Data items
begin
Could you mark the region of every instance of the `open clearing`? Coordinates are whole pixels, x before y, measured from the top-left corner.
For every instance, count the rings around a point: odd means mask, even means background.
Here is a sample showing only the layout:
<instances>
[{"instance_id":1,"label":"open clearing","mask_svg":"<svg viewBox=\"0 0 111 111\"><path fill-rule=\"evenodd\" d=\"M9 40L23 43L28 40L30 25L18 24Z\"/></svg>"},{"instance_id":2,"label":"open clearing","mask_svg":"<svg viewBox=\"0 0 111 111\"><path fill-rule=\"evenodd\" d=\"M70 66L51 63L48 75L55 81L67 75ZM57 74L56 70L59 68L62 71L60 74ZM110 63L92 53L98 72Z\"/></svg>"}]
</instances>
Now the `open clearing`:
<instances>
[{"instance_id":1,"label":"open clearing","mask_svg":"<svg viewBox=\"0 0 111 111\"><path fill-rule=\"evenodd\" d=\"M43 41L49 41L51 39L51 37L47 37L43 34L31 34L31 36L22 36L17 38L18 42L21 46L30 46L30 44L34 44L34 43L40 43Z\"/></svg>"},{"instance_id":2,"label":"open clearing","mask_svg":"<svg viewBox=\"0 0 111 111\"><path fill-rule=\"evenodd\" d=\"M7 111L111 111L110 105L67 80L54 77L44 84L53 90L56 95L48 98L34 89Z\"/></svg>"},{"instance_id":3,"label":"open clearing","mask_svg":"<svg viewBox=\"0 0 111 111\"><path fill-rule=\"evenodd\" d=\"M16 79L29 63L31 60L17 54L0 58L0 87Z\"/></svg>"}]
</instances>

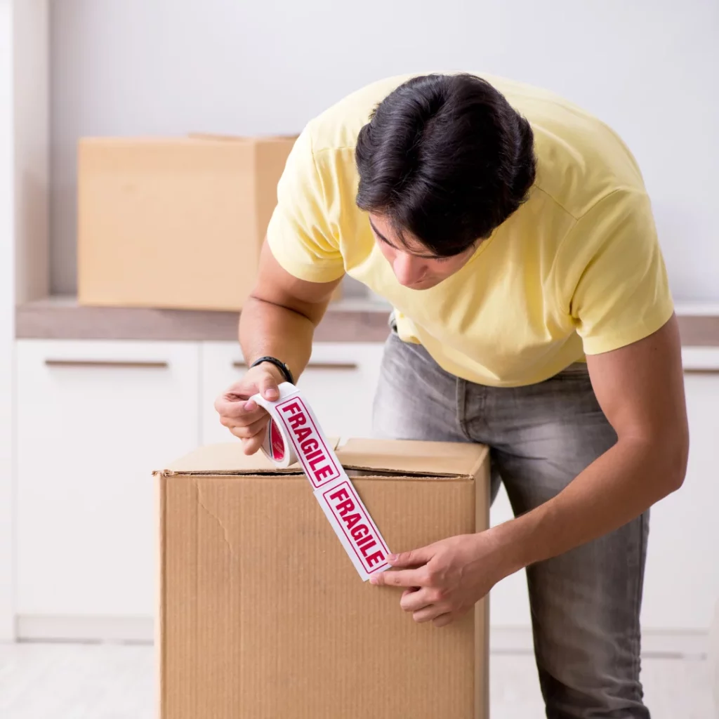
end
__CHALLENGE__:
Can you write out all the data items again with "background" changed to "exterior", keeping everything else the same and leaving out the pictures?

__COMPLETE ANSWER__:
Could you mark the region of every instance of the `open clearing`? Coordinates are whole pixels, x before y, measured from the top-left corner.
For every instance, count the rings around a point: odd means mask, even means exterior.
Here is a sample showing only the layout:
<instances>
[{"instance_id":1,"label":"open clearing","mask_svg":"<svg viewBox=\"0 0 111 111\"><path fill-rule=\"evenodd\" d=\"M9 40L23 43L28 40L30 25L18 24Z\"/></svg>"},{"instance_id":2,"label":"open clearing","mask_svg":"<svg viewBox=\"0 0 111 111\"><path fill-rule=\"evenodd\" d=\"M70 66L51 63L48 75L55 81L67 75ZM57 74L56 70L59 68L62 71L60 74ZM110 63L92 53L98 72Z\"/></svg>"}]
</instances>
Now the `open clearing`:
<instances>
[{"instance_id":1,"label":"open clearing","mask_svg":"<svg viewBox=\"0 0 111 111\"><path fill-rule=\"evenodd\" d=\"M43 41L49 41L51 39L51 37L47 37L43 34L31 34L31 36L22 36L17 38L18 42L21 46L30 46L30 44L34 44L34 43L40 43Z\"/></svg>"},{"instance_id":2,"label":"open clearing","mask_svg":"<svg viewBox=\"0 0 111 111\"><path fill-rule=\"evenodd\" d=\"M7 111L111 111L110 105L67 80L54 77L44 84L53 90L56 95L48 98L34 89Z\"/></svg>"},{"instance_id":3,"label":"open clearing","mask_svg":"<svg viewBox=\"0 0 111 111\"><path fill-rule=\"evenodd\" d=\"M16 79L29 63L31 60L17 54L0 58L0 87Z\"/></svg>"}]
</instances>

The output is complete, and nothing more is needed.